**Exercise prompt:** Only what runs from the line with "Query: windshield" to the final line of the records below should be given again, word for word.

[Source records — start]

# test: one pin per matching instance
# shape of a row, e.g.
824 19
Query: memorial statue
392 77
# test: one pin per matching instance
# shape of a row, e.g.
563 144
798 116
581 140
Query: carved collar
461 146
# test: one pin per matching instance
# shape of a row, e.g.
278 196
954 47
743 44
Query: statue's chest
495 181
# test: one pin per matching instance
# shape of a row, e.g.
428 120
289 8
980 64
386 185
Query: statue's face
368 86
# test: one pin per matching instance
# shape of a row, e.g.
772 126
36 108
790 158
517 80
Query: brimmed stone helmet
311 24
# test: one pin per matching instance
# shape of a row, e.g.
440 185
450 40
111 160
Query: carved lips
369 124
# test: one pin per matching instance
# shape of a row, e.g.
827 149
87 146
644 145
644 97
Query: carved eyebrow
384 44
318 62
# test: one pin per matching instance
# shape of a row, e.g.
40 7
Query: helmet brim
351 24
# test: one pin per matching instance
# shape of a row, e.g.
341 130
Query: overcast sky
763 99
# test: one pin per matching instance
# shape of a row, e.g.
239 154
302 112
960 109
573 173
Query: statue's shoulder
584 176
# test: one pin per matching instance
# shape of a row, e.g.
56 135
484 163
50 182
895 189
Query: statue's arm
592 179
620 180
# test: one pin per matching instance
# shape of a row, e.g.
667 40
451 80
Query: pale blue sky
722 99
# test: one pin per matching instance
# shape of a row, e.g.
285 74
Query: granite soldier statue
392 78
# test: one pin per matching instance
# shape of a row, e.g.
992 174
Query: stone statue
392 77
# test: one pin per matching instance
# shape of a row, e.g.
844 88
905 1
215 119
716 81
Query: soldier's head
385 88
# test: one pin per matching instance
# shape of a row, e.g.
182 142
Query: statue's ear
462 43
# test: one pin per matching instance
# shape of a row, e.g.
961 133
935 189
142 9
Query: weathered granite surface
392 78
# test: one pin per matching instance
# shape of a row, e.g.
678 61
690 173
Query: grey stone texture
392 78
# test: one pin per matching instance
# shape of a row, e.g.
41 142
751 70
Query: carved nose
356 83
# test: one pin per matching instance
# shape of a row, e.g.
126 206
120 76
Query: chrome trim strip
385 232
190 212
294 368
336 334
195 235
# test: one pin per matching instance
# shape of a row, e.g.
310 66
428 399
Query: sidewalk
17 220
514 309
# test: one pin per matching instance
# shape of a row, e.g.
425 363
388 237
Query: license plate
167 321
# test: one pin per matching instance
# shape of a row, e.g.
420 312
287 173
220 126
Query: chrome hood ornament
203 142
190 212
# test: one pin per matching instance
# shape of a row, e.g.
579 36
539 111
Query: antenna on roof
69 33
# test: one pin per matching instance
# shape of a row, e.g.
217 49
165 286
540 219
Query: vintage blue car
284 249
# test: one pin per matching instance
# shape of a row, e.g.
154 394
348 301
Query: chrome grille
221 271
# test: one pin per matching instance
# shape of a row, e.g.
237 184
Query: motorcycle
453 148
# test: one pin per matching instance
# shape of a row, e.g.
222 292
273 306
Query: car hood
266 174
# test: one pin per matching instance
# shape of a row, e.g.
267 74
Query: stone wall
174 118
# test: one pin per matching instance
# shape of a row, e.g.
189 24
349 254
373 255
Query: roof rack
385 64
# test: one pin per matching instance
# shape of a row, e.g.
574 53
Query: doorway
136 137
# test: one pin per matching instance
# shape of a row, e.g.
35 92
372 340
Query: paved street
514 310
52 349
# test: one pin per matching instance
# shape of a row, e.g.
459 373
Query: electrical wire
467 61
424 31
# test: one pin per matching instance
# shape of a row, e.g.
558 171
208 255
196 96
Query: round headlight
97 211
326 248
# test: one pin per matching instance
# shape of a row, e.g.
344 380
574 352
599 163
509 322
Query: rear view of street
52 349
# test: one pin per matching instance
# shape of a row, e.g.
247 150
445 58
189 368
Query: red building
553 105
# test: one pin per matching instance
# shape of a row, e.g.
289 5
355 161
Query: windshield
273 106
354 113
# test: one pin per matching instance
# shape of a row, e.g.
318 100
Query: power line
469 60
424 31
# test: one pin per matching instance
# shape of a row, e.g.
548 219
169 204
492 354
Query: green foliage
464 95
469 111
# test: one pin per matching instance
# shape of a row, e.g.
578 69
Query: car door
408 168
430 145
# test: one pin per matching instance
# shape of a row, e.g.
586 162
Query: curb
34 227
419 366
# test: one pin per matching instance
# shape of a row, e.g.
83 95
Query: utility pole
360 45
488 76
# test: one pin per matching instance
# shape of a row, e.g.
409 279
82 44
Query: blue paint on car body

[Source records — finish]

**Solution to this problem:**
Query: windshield
273 106
354 113
# test: one pin per matching instance
# shape of a row, e.g.
318 100
Query: power line
469 60
424 31
# test: one pin per matching instance
# shape of a row, e.g.
548 219
169 204
492 354
Query: green foliage
464 95
469 111
# test: one pin per matching instance
# shape of a row, e.g.
578 69
Query: car door
408 168
430 145
# test: one pin per matching instance
# shape of a row, e.g.
586 162
Query: curb
34 227
419 366
# test: one pin per matching instance
# shape of a row, e.g.
83 95
Query: utility pole
360 45
488 76
# test: one pin per matching instance
# shape of a row, e.g.
409 279
82 44
Query: blue paint on car body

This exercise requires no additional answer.